■ What to work on:
Please return every line below that contains the string "tuples".

======== Records

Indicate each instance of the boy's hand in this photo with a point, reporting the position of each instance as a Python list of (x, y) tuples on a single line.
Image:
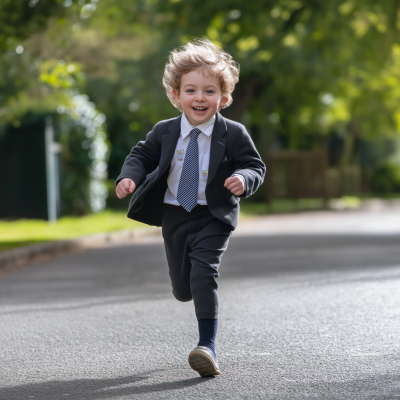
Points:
[(125, 187), (235, 185)]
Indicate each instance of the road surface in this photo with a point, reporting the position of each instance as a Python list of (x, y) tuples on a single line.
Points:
[(304, 314)]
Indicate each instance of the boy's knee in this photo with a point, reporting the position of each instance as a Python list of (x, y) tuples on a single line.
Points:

================

■ Output for this exercise:
Indicate each instance of the boy's hand in this photo with a point, reporting the position of each instance as a Python list of (x, y) tuples on a single line.
Indicate each instance of the road surface in this photo with a point, reporting the position of each instance as a Python list of (x, y) tuples on a single line.
Indicate each instance of the boy's knee in this photo with a point, reporting the position of each instance as a Python list of (x, y) tuples on a single line.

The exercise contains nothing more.